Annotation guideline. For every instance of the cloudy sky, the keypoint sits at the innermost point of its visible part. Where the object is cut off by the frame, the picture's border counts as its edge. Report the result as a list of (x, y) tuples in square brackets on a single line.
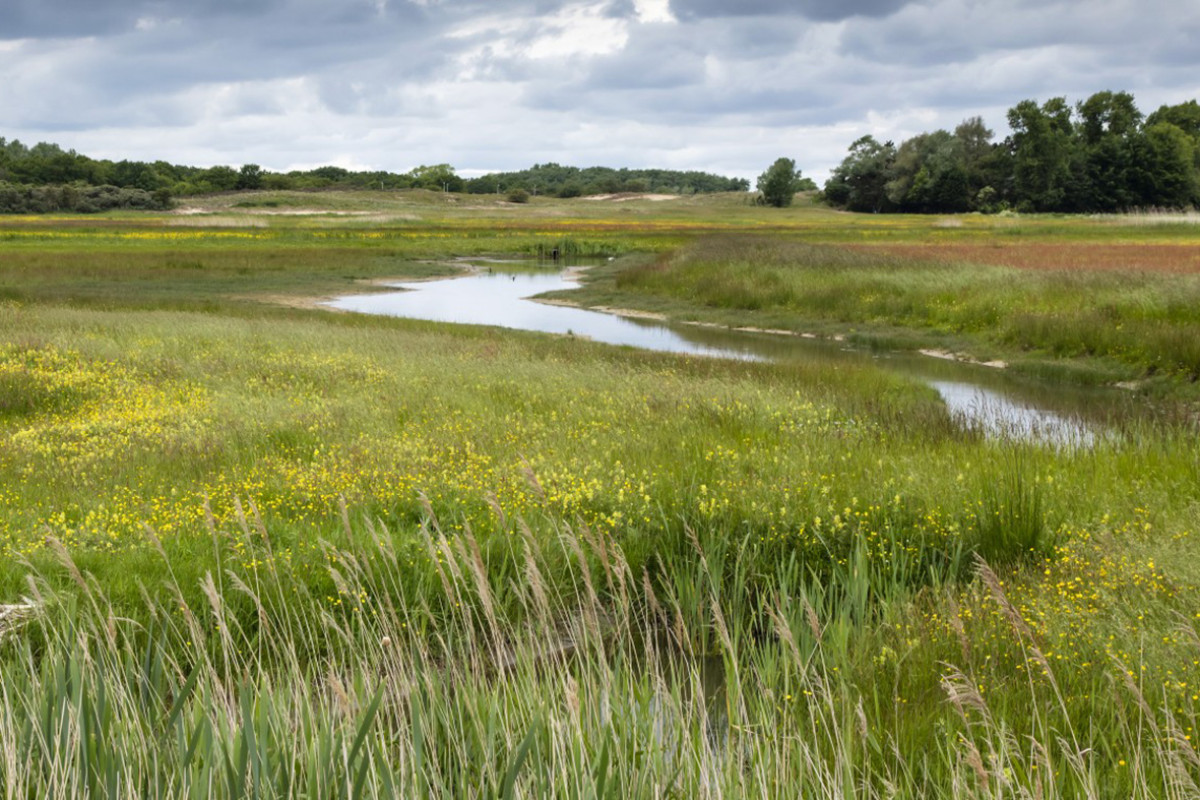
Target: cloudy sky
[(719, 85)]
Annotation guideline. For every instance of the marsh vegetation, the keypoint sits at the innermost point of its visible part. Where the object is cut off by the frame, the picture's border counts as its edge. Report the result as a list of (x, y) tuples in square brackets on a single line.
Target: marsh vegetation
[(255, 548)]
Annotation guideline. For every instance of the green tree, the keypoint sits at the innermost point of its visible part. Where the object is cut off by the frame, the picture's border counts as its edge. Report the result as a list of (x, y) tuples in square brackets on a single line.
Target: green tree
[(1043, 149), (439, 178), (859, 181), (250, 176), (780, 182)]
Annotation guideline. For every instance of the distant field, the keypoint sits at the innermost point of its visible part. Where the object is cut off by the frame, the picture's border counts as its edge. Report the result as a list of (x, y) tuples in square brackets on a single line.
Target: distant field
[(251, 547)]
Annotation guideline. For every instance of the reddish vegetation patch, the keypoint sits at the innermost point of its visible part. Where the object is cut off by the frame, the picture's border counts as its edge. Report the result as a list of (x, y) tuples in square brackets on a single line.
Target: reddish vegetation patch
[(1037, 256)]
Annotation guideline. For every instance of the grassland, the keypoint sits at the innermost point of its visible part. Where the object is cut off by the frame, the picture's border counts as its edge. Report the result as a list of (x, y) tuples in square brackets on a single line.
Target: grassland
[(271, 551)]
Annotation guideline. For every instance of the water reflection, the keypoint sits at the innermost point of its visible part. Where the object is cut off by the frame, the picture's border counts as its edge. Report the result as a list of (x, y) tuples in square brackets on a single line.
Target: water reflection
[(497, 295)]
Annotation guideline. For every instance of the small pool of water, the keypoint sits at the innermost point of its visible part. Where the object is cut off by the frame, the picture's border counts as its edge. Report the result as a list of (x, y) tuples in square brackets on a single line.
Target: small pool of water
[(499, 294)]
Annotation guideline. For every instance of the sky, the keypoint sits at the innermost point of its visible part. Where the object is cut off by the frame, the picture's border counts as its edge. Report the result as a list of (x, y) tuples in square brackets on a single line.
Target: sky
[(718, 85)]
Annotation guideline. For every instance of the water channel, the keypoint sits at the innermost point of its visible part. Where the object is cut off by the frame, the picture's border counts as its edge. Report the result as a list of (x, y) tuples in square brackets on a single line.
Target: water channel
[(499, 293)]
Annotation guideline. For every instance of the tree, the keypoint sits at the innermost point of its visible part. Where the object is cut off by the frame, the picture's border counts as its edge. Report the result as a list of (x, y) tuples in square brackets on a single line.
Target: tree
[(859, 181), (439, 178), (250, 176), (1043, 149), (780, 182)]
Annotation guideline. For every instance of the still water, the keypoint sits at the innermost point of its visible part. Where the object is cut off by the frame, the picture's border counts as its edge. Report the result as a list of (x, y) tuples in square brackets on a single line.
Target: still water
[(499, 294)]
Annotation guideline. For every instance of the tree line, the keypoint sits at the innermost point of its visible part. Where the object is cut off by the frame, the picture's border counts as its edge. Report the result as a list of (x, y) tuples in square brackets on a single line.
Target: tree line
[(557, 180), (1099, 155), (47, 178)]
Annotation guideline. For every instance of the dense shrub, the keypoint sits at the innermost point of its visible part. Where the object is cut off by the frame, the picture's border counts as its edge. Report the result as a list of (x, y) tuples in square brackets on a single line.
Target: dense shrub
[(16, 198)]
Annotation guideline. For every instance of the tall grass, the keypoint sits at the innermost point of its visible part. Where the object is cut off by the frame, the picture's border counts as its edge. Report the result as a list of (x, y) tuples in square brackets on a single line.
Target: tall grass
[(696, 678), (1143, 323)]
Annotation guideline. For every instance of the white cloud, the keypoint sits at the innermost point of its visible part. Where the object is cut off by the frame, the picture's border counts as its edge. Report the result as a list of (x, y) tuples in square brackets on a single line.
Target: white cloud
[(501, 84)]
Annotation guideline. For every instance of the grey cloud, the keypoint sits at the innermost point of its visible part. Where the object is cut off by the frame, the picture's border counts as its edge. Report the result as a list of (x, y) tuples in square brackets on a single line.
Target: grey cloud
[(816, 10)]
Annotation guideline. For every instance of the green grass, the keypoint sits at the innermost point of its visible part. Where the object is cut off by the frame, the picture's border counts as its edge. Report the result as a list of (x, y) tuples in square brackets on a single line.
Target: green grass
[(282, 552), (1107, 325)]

◆ ◆ ◆ ◆ ◆ ◆ ◆

### WHAT YOU NEED TO DO:
Every record above should be set down exactly, with the pictures left out.

### EXERCISE RESULT:
Annotation guideline. For every instance of the cloudy sky, the keypoint sits at the innermost point of its visible part. Where the object is cut off by the frame, the picture's border counts as its edge. Report the result as a list of (x, y) tuples in square brackets on a single line.
Target: cloudy sky
[(719, 85)]
Annotation guideline. For every instance of the marsh vegetation, the keypoint sits at the innermost point of its visible part. Where the object is cut off by the frame, the picture's border counts as its edge. Report the result as a list of (x, y) tuples in square brackets on a single line.
Target: marsh vegetation
[(255, 548)]
Annotation guideline. For every instance of the green tree, the keypoint sits at the innermost point of its visible part. Where the object is cut off by the frame, the picture's border counts as its edge. Report the result as a list of (x, y) tuples in square brackets on a single line.
Target: green tree
[(1043, 149), (439, 178), (859, 181), (250, 176), (780, 182)]
Annotation guideline. For every instance of the distant field, the keypoint sits at the innermost point of its visible part. Where the object is cut off by the frame, the picture's border counts as its edge. Report the result as a list of (x, y) tuples in square brackets on a single line.
Target: distant field
[(251, 547)]
Annotation guideline. For every instance of the reddish vegetation patch, the keypoint sits at the innermost point of its visible part. Where the object is cut off by the frame, the picture's border counts as its edge. Report the result as a list of (x, y) tuples in square brackets on a single line.
Target: reddish vegetation patch
[(1037, 256)]
Annotation guideline. For every instance of the grassland, the keypoint sits at the innermost point of its visible part. Where the object is cut off by the frame, the picture's border counts as its edge. Report the result as a list of (x, y) tuples in square brackets on a single line.
Target: grassland
[(271, 551)]
Annotation guideline. For every instance of the water reflection, the keypoint sits at the innermost point of its visible part. Where the object is cut off by the frame, the picture's border counts as its edge. Report the result as a list of (x, y) tuples in square brackets on a single line.
Target: water reflection
[(497, 295)]
Annotation guideline. For every instance of the small pool of water, the keypoint sits at the innermost point of its visible part. Where the object is cut off by the frame, the picture's border counts as its edge. Report the result as a list of (x, y) tuples in square brackets on a single line.
Target: small pool of water
[(499, 294)]
Annotation guideline. For every instance of the sky, the keypoint sits at the innermost point of its visible part. Where the object is cut off by the frame, the picture's border counts as its edge. Report the result as a list of (x, y) tuples in square brackets on a single line.
Target: sky
[(718, 85)]
Annotation guideline. For every instance of the water channel, the keypoint sits at the innermost point of its visible part. Where the object is cut off by the frame, the picture's border counts as its edge. Report the result as a list of (x, y) tuples in square brackets on a single line.
Target: water channel
[(499, 293)]
Annotation guideline. For every instance of the tree, the keypoint sits at the innermost point of its visible part. Where the object is cut off by the frame, the picture's border counts as its edge. Report the result as a list of (x, y) tuples in square brackets on a single line.
Target: tree
[(859, 181), (439, 178), (250, 176), (1043, 149), (780, 182)]
Annotation guideline. For every instance of the still water, the keypoint sits at the innermost point of its visible part. Where the object is cut off by the frame, the picture's border counts as its edge. Report the result as a list of (x, y) tuples in square brackets on a single line.
Target: still water
[(499, 294)]
Annotation guideline. For every instance of the tree line, the keypoint sits at the innermost point of its visible part. Where the object is cut off by the frame, the picture's border counts as its edge. Report the result as a list of (x, y) tuples in square brackets on a single line.
Target: tree line
[(557, 180), (1099, 155), (47, 178)]
Annotation guideline. For every instance of the dense shrub, the keypoint sits at the innermost point of its visible part. Where the object is cut off by the frame, the picture's border counts as its edge. Report the result as a list of (x, y) tuples in square brackets on a single line.
Target: dense shrub
[(16, 198)]
Annotation guideline. For every instance of the tall grass, the keypoint sits at the innermost point of its visible part. Where the object is cut off by the frame, the picture's border counts as its edge. Report the result as a list of (x, y) tuples in square brackets on a single line.
Target: tall grass
[(696, 678), (1143, 323)]
Annotation guideline. For every instance of the white cloud, the keypoint sits at the innermost point of its visible part. Where the object is cut off by the frame, the picture's border counts as its edge. Report the result as a list of (x, y) tuples in square brackets on a single line.
Target: white cloud
[(501, 84)]
Annotation guideline. For every instance of the grey cloud, the keypoint sits at the innermost point of its visible part. Where the object is cut off by the frame, the picture's border counts as its edge. Report the result as a list of (x, y) tuples in square brackets on a single line.
Target: grey cloud
[(816, 10)]
Annotation guideline. For every instance of the green grass, the keypoint sits at the innermost point of its visible part. Where the object is cut off by the frame, the picture's border counts as its edge. Report the result as a list of (x, y) tuples in square brackets on a single line.
Target: green grass
[(282, 552), (1107, 325)]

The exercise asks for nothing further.